#### [Textauszug]
+ + +

Esterházy geht auf Forschungsreise durch unser Land, um die deutsche Fußballseele zu erkunden. Die rauen Ascheplätze der westdeutschen Provinz, das Schicksal des Dresdner BC Hartha (gegen den er vor Jahrzehnten noch selbst angetreten war) oder die schöne Existenz der Heidi Klum - all dies entdeckt er mit fremden Augen und freundlicher Verwunderung. Und fügt deutsche Ordnungsliebe und die Leidenschaft der Fankurve, Biertrinker im Clubhaus und Taxi fahrende Fußballexperten zu einem funkelnden Kaleidoskop. 'Die Wirklichkeit', so seine unüberbietbar ironische Erkenntnis, 'ist meistens unglaublich.'
Autorenporträt
Péter Esterházy wurde 1950 in Budapest geboren, wo er auch heute lebt, seit 1978 als freier Schriftsteller. 2004 wurde er mit dem Friedenspreis des Deutschen Buchhandels ausgezeichnet und 2012 mit dem Bremerhavener Jeanette-Schocken-Preis für Literatur.

+ + +

#### [Aufgeführte Einträge]
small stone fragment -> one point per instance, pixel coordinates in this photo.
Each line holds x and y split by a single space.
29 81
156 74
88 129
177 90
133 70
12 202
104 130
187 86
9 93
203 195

+ + +

#### [Aufgaben]
1 – In welcher Stadt wurde Péter Esterházy laut dem Textauszug geboren?
2 – Führe den Textauszug über Péter Esterházy nach seinem letzten Satz fort.

#### [Geordnete Lösungen]
1 – In Budapest.

2 –
Rezensionen

Süddeutsche Zeitung - Rezension
Süddeutsche Zeitung | Besprechung von 08.06.2006

Und alle Gegner werden zu Bettlern
Aus dem riesigen WM-Bücherstapel gefischt: Drei Bücher, die die Fußballwelt noch schöner machen
Ein Würzburger Germanist hat nachgerechnet, dass in den vergangenen sechs Monaten in Deutschland mehr Bücher zum Thema Fußball erschienen sind als in den hundert Jahren zuvor. Keine Ahnung, ob das stimmt, aber als WM-Buchbeauftragter war es in den vergangenen Wochen teils ein qualvolles Leben, quasi unter Tage, verloren in abseitigen Stapeln über die Geschichte der Abseitsstellung, in unwegsamen Stollen, wo sich Fußballsonette stapelten oder soziolinguistische Traktate. Drei Glücksmomente aber gab es, drei großartige Bücher zum Thema Fußball, drei Leseabende, an denen man den Bücherberg vergaß und die Pflicht und nur noch las und las und las und sich dann kurz einen Klotz Spinat schmolz, mitten in der Nacht, um nur möglichst schnell weiterlesen zu können.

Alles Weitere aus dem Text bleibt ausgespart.